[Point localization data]
□ □ □ □ □ □ □

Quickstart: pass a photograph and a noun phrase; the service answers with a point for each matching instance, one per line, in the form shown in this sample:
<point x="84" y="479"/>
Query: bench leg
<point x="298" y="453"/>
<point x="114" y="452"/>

□ □ □ □ □ □ □

## Task instructions
Every record must be given again exactly as it was written.

## Exercise result
Quickstart: pass a photograph and a noun phrase; the service answers with a point for each matching instance, one per line, in the form shown in this sample:
<point x="84" y="479"/>
Query: bench leg
<point x="298" y="453"/>
<point x="114" y="452"/>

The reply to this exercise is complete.